• Given records:
=-=-=

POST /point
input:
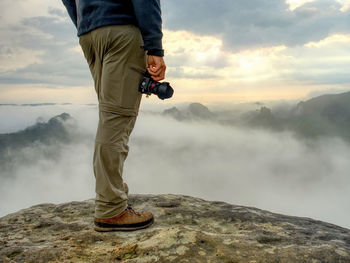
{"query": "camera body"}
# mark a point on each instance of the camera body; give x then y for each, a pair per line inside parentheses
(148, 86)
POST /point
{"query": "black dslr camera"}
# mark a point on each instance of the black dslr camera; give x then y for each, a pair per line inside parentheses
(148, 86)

=-=-=

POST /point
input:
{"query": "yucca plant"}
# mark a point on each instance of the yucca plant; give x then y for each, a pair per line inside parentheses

=-=-=

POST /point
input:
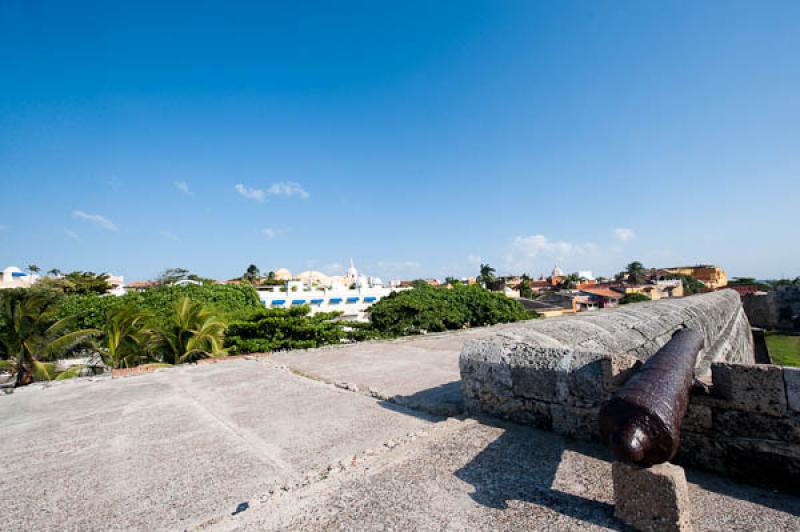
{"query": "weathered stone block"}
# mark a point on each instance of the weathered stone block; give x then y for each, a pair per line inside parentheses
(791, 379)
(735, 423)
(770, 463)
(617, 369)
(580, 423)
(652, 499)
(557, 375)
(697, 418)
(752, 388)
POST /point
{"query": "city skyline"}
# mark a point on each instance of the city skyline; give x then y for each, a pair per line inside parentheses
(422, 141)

=-=-=

• Your goal: Take each line from the preceding material that contains "yucca" and copy it.

• Response area:
{"query": "yucca plant"}
# mark a point on each instance of the yucca plant; give x then y for each, a pair per line inside parentheses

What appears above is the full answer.